Speaking of brutality, this film is brutal. Compared to its progenitor, Halloween packs a dim and inhuman punch. Save for the fact that Michael Meyers stops short of killing a baby, he does pretty much kill everything else in his path. When viewing the original film you’re overtaken by the fact that there’s little blood, (relatively) little violence, and much of the gruff behavior is not seen but implied. Halloween 1978 rests on the overwhelming sense of dread and Michael’s relentless stalking, but Halloween 2018 gains its uncomfortable sentiment through pure and merciless acts of sinister violence. From a horror perspective, this might seem like splitting some awfully thin hairs, but it’s not. These two films really are very much rooted in different realities and different postures.
Halloween 2018 truly gives and gives. From that opening scene in the Smith’s Grove Sanitarium to the very last scene. This is a very effective and powerful film. Frankly, there’s a handful of scenes and some brilliant characters (and character development) that hold far more cache than its 1978 forefather. You’ll hear complaints about Jamie Lee’s motives, her relationship with her daughter and granddaughter, and you’ll hear complaints about how the film is tired and uninspired, and you’ll hear about the (mis) use of John Carpenter’s watershed horror soundtrack — don’t believe any of it. It’s just not true. Halloween is a well crafted, beautifully shot, and thoughtful approach to its venerated 1978 counterpart. Different is not tantamount to bad, it’s just different. And that’s OK. Killing defenseless podcasters is NOT OK, but that’s for a different…podcast.
Halloween is Rated R for strong violence, gore, intensity, and some language. It’s playing in theaters worldwide.

Task brief — Rewrite the passage of the film review that begins at "Halloween 2018 truly" and stops after "for a different…podcast.", replacing "complaints" with "grumbles".

Entries supplied —
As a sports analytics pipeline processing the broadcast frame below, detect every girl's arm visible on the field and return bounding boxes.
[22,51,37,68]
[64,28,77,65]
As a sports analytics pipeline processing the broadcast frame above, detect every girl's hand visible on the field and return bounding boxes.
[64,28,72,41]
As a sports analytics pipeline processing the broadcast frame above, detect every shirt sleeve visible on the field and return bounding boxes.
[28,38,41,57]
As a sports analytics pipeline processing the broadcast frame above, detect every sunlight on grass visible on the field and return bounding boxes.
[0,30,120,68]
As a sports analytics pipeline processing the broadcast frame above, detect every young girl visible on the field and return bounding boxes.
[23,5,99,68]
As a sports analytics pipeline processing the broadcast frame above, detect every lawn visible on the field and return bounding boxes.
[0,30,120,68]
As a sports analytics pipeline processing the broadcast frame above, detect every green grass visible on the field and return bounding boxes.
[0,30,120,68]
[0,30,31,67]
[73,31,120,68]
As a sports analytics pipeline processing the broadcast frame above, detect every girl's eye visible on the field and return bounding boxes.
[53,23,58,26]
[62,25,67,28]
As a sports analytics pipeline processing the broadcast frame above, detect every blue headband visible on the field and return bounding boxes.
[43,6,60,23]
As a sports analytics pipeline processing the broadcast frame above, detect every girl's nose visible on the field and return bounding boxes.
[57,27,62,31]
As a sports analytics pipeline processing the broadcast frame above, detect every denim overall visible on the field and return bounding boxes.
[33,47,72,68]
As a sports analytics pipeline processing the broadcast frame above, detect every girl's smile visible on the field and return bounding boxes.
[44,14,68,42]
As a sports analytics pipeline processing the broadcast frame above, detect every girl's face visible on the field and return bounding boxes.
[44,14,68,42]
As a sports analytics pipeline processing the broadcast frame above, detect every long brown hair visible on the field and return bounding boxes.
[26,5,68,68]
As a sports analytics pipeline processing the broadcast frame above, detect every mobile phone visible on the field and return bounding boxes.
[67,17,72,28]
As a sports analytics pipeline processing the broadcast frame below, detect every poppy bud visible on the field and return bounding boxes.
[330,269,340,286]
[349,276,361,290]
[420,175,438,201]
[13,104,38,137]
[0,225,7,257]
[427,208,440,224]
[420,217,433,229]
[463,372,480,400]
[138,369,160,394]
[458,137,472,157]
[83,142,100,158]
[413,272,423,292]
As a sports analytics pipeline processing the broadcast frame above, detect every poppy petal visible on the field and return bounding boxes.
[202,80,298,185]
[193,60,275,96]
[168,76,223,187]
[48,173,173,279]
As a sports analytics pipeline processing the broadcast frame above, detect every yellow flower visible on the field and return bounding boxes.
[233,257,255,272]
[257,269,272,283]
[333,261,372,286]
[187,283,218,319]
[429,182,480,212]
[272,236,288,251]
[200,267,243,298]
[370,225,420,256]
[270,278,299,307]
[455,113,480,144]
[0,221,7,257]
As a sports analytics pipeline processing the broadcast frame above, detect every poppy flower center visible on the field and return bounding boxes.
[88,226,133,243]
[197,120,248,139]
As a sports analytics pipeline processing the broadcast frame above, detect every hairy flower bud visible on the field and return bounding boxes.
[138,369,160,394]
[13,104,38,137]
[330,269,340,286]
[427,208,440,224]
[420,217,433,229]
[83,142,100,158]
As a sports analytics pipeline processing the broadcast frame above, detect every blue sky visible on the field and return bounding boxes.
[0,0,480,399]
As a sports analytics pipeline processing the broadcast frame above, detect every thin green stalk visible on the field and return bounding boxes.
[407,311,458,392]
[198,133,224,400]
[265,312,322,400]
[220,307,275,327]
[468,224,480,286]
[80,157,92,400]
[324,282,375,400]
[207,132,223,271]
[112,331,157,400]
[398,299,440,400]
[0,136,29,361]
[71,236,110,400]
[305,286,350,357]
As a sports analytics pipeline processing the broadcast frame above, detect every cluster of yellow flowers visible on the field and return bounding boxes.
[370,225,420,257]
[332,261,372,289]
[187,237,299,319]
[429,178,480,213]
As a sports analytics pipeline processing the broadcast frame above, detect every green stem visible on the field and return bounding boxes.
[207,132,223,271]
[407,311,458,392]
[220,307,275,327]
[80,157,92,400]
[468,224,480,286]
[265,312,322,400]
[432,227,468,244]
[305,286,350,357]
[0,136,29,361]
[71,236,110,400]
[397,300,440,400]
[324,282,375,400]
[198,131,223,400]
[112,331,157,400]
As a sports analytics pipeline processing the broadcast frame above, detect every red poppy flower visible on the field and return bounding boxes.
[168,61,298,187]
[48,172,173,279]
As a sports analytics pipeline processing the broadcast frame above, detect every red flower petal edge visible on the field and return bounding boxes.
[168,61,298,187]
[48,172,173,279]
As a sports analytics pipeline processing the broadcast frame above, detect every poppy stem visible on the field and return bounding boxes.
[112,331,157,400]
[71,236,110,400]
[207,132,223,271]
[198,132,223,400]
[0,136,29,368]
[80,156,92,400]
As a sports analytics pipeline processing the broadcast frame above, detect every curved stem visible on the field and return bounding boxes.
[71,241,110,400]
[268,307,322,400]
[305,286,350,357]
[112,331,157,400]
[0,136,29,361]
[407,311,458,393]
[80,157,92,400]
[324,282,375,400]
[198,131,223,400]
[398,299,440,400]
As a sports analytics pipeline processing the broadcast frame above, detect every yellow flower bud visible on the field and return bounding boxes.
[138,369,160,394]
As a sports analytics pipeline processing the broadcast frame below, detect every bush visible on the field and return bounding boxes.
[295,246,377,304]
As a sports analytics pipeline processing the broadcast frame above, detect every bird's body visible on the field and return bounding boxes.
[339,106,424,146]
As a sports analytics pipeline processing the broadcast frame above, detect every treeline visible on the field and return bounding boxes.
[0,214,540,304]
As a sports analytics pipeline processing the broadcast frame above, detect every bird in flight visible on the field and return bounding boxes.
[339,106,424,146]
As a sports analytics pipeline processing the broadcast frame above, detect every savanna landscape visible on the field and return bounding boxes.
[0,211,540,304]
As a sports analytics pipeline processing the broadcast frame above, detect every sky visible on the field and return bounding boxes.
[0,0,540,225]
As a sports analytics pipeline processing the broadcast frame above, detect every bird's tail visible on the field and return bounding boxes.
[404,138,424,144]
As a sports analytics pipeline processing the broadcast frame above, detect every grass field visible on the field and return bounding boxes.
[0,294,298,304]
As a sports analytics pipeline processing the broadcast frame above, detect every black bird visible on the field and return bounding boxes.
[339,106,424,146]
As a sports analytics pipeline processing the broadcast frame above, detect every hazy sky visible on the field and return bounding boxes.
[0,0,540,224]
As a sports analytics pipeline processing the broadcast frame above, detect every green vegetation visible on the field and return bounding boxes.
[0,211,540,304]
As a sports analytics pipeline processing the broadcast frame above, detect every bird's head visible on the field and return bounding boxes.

Final result —
Halloween 2018 truly gives and gives. From that opening scene in the Smith’s Grove Sanitarium to the very last scene. This is a very effective and powerful film. Frankly, there’s a handful of scenes and some brilliant characters (and character development) that hold far more cache than its 1978 forefather. You’ll hear grumbles about Jamie Lee’s motives, her relationship with her daughter and granddaughter, and you’ll hear grumbles about how the film is tired and uninspired, and you’ll hear about the (mis) use of John Carpenter’s watershed horror soundtrack — don’t believe any of it. It’s just not true. Halloween is a well crafted, beautifully shot, and thoughtful approach to its venerated 1978 counterpart. Different is not tantamount to bad, it’s just different. And that’s OK. Killing defenseless podcasters is NOT OK, but that’s for a different…podcast.